**To do**. Count the lines in the rows below that contain the string "stream". Reply with the number alone.
+++++
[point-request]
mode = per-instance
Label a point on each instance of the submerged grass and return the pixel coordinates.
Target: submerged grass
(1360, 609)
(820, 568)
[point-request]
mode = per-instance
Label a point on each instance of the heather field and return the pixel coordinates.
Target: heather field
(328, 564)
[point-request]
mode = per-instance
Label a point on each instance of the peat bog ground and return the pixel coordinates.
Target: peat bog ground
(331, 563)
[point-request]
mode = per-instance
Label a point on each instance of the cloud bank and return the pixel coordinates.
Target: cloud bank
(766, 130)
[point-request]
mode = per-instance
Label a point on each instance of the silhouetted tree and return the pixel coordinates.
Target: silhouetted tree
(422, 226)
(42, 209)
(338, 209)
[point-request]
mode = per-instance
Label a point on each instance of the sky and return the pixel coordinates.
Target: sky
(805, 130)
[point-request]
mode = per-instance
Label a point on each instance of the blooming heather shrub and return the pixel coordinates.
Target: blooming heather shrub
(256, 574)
+++++
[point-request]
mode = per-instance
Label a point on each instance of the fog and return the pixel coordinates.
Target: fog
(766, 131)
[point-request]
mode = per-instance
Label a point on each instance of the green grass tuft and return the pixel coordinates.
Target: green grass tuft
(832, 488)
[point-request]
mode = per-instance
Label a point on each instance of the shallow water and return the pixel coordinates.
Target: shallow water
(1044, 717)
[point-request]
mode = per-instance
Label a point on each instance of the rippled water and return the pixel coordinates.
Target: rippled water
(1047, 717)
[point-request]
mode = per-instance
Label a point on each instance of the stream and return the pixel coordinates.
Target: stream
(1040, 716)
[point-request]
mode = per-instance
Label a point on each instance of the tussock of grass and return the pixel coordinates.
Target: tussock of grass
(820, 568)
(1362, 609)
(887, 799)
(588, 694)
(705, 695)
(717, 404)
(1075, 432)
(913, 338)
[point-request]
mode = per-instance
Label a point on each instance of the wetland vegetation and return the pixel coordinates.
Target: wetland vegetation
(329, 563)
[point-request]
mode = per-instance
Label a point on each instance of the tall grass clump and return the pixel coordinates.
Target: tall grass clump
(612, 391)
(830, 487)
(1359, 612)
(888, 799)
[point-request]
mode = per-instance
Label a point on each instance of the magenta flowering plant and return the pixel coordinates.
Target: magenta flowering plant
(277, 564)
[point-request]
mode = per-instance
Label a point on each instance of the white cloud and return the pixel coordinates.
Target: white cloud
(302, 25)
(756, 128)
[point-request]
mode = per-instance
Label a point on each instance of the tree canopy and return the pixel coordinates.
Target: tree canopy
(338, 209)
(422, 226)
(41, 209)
+++++
**Result of the exercise**. 2